◆ Task directions: Write out the data below line for line, leaving out the pictures.

#### Listed entries ####

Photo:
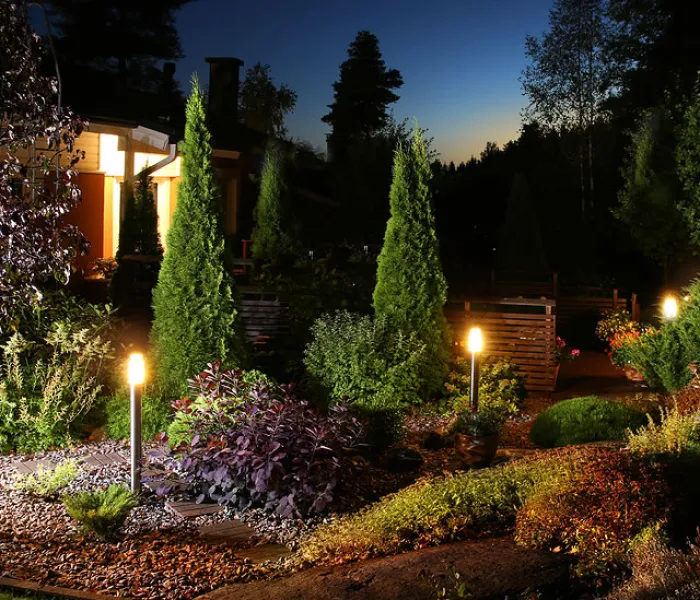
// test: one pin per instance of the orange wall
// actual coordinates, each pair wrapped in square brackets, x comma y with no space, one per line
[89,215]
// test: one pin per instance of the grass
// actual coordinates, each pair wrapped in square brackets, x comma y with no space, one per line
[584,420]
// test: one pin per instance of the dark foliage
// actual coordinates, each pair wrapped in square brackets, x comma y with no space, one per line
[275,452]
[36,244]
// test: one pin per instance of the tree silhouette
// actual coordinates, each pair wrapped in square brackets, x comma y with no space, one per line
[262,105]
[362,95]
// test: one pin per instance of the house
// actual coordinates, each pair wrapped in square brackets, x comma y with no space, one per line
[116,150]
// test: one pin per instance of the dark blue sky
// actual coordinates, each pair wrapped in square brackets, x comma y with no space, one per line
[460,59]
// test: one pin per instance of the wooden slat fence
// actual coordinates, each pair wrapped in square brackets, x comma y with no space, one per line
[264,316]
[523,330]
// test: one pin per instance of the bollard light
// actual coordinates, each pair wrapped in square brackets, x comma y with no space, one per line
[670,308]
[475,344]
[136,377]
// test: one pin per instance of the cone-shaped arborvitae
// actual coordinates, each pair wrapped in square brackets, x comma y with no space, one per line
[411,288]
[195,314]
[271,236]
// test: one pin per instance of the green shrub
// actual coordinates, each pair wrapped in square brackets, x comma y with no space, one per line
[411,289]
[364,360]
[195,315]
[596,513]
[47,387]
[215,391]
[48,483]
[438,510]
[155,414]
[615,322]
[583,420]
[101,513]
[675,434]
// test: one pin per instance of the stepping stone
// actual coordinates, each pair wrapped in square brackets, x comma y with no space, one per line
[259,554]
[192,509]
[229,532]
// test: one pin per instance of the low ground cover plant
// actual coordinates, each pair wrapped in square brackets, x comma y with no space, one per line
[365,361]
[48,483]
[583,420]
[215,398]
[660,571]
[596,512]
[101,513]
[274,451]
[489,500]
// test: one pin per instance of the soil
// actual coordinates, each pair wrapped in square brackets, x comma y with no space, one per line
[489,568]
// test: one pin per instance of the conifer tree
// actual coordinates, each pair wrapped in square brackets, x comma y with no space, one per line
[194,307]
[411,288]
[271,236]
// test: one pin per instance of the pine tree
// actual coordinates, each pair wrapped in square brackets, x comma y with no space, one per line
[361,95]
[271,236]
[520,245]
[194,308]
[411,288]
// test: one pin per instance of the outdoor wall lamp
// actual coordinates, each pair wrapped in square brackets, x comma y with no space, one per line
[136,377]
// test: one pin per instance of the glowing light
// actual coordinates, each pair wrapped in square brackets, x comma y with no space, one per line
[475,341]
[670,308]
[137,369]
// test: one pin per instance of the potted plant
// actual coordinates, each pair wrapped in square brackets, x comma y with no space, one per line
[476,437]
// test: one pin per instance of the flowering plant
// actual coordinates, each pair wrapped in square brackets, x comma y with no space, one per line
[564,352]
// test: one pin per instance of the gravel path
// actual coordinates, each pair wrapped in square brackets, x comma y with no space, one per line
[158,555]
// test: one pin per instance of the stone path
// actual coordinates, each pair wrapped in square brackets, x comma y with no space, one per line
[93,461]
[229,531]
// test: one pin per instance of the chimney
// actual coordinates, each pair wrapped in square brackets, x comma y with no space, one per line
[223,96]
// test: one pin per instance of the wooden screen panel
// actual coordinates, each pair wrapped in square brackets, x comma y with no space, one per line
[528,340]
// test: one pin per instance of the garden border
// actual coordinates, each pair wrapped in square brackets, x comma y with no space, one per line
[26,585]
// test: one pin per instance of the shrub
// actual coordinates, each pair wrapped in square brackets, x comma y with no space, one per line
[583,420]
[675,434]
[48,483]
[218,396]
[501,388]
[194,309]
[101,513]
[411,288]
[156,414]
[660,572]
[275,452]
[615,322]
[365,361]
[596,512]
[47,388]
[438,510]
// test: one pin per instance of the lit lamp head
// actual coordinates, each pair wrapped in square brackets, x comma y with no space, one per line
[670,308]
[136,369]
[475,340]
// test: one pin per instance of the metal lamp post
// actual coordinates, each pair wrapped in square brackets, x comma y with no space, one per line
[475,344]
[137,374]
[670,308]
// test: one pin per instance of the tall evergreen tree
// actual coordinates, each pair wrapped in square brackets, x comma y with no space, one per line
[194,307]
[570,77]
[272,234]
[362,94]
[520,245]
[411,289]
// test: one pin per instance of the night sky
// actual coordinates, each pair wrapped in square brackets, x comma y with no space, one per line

####

◆ Full solution:
Photo:
// test: one pin per instance of the orange wall
// actual coordinates, each pair wrapped in square brackets, x comma y with no space, one per line
[89,215]
// test: one pin per instance of the grass
// actual coordinates, each pair wrapped in square brackets, x comma y with no space, one per line
[584,420]
// test: one pin per instance of the dark foliage
// actual coordinates, each pair wrapped in square brackets, x comma y with no space, one per line
[275,452]
[36,244]
// test: one pin per instance of the tree silhouette
// actual coordinates, each pair wrapped in square brackets, x comma y with no space, one per line
[262,105]
[362,95]
// test: one pin per instance of the house
// actual coordinates, each pair wrapped in square brackets, x comma y with no space, one per line
[116,150]
// test: one pin per instance of the dark blue sky
// actual coordinates, each pair wrapped in square brackets, x comma y with no space, one per line
[460,59]
// test: one pin per instance of the wooden slat fence
// actual coordinates, each pair wrapped in square brackets, x comma y with no space, one per line
[264,316]
[523,330]
// test: one pin per instance of the bollard light
// actual coordinates, each pair wrapped in square brackets, x comma y with no space, one per line
[670,308]
[475,344]
[136,377]
// test: one pin per instance of the cone-shaped arborvitae
// actual coordinates, each pair wrapped in square brackets, x comma y with no space, one per line
[411,288]
[195,314]
[271,236]
// test: one pin per instance of the green shrub
// actual coordinates, each pair wrapped in square brackets, x comma y with no space, one per line
[411,289]
[364,360]
[195,315]
[596,513]
[47,387]
[215,391]
[48,483]
[438,510]
[155,414]
[615,322]
[583,420]
[101,513]
[675,434]
// test: one pin per instance of the stepping stone
// actual coordinates, each pair wrapped in square brackets, x comma y with no space, one per line
[259,554]
[192,509]
[229,532]
// test: one pin per instance of the low ground cover plant
// actual coordinates, each pair wrapped in square brackets, x comma y with no space, one per line
[365,361]
[48,483]
[583,420]
[215,398]
[660,571]
[596,512]
[101,513]
[274,451]
[489,500]
// test: one pin per instance of the soil
// actual coordinates, each pair wrapped in square brackets, x comma y with no space, one per line
[489,568]
// test: one pin per instance of the conifer tree
// actual coordinates, each pair wrapped in square brackets, x comma y with no space, one per line
[194,307]
[411,288]
[271,236]
// test: one pin per instance of the pine tree
// actual coordinates, each pair wrapped in square brackets, x comma y with no space, one per line
[361,95]
[271,236]
[520,245]
[194,308]
[411,288]
// test: one pin per instance of the outdoor wall lamp
// actual coordinates, each pair wrapped in square brackets, x comma y with no space, one per line
[136,377]
// test: one pin per instance of the glowing light
// actual coordinates, each pair wrapped in square brackets, x comma y with no space, one per line
[475,341]
[670,308]
[137,369]
// test: one pin per instance of the potted plant
// actual coordinates, each pair wrapped in square brackets, x comma y with no space, one per line
[476,437]
// test: one pin per instance of the flowering plant
// actual coordinates, each pair wrapped in square brackets, x comma y with no space, one per line
[564,352]
// test: one pin per instance of the gravel path
// actual coordinates, each pair wrapped in square brackets, x comma y with no space, one per line
[158,555]
// test: one pin per instance of the stone path
// actual coordinates, each pair wrapped in square brackets, x comma y with no space, one per line
[93,461]
[229,531]
// test: one pin per instance of the chimney
// actual coordinates, each pair wrapped in square brackets, x comma y with no space, one per line
[223,96]
// test: one pin per instance of the wooden screen panel
// actual coordinates, each pair wrapped in square brackets, x comma y with no space, one per line
[528,340]
// test: one pin per instance of the garden border
// actual coordinates, each pair wrapped in square brackets, x comma y with no space, one per line
[26,585]
// test: one pin per instance of the shrub
// actual coordinates, each pair wrapped in square brackets, x comma y with no space, one per line
[583,420]
[675,434]
[48,483]
[218,396]
[501,388]
[194,309]
[101,513]
[411,288]
[156,414]
[660,572]
[275,452]
[615,322]
[365,361]
[596,512]
[47,388]
[438,510]
// test: one pin per instance of the lit lamp head
// actual coordinates, each pair wrapped in square brackets, x comma y with no space, one per line
[670,308]
[136,369]
[475,340]
// test: one pin per instance of the metal lamp post
// actual coordinates, each pair wrapped in square brackets, x comma y with no space, one per line
[475,344]
[137,374]
[670,308]
// test: one pin per instance of the tall evergreen tree
// actual coordinates, each pair wrapped in square brackets, x comma y with no space, one per line
[194,307]
[570,77]
[272,234]
[362,94]
[520,245]
[411,289]
// test: one pin per instance of the night sky
// actual coordinates, each pair wrapped in square brackets, x comma y with no space, one per line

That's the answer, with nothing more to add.